## Tarea a realizar
Transcribe sin cambios el texto sobre Jana Leo, empezando por "En Estados Unidos, cuando" y siguiendo hasta "vender el edificio.".

## Fragmento de texto
....
Entonces, daba clases en Cáritas como tutora, con el arte como método terapéutico, era profesora en un máster, exponía, pero necesitaba más. A los 30 años, dejó su trabajo y se marchó a San Francisco. "Me decían que estaba loca, que aquí me iba bien, pero sabía que para crecer tenía que aprender más" y tenía claro que su carrera se cimentaba a base de esfuerzo. "Soy una artista de clase obrera", recalca.
En Estados Unidos, cuando vivía en el neoyorquino barrio de Harlem, Jana Leo sufrió una violación en su casa. De aquella experiencia escribió un libro, Violación Nueva York, que le sirvió para denunciarlo, reflexionar y darle una perspectiva que le ayudó de forma terapéutica. Además, destapó el crimen que cometía el dueño de los apartamentos, que permitía que delincuentes violaran a mujeres, para ver si las inquilinas se marchaban y poder vender el edificio.
Aunque el libro le sirvió para empoderarse, reconoce que le quedaron secuelas psicológicas que duraron muchos años. Su espacio más privado había sido mancillado, pero no era la primera vez. De adolescente, al bajar la basura en el portal de la casa de sus padres, sufrió una agresión sexual. "Duró unos minutos, no llegó a más, así que no dije nada. Entonces no se le daba importancia, se normalizaba. Pero el cuerpo sí lo registra y esa memoria permanece", reflexiona.
....
## Ítems mostrados
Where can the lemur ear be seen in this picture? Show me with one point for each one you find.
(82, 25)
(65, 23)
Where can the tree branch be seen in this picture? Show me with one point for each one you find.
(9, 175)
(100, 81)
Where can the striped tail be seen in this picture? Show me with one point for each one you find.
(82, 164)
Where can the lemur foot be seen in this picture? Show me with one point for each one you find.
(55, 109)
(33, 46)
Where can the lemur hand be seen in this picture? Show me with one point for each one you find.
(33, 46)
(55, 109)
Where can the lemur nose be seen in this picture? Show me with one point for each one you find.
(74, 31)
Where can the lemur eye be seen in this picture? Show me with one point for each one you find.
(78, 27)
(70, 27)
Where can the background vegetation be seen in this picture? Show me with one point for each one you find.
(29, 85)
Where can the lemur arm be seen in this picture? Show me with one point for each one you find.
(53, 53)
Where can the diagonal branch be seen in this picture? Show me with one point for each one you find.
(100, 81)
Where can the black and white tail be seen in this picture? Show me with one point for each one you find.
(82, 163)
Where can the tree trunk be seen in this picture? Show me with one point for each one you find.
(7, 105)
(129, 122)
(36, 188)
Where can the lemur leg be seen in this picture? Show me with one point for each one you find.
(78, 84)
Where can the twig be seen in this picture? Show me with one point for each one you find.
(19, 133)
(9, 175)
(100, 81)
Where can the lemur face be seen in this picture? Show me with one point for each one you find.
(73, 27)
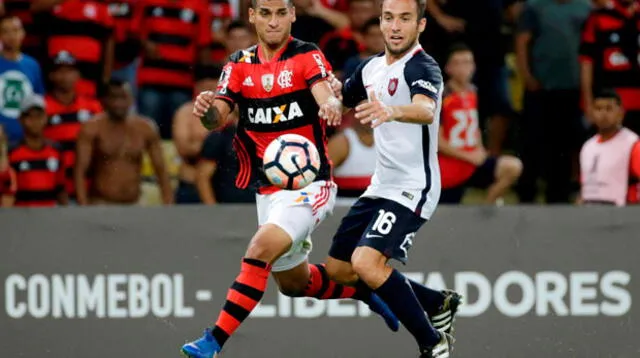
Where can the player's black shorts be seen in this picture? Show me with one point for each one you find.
....
## Respuesta esperada
En Estados Unidos, cuando vivía en el neoyorquino barrio de Harlem, Jana Leo sufrió una violación en su casa. De aquella experiencia escribió un libro, Violación Nueva York, que le sirvió para denunciarlo, reflexionar y darle una perspectiva que le ayudó de forma terapéutica. Además, destapó el crimen que cometía el dueño de los apartamentos, que permitía que delincuentes violaran a mujeres, para ver si las inquilinas se marchaban y poder vender el edificio.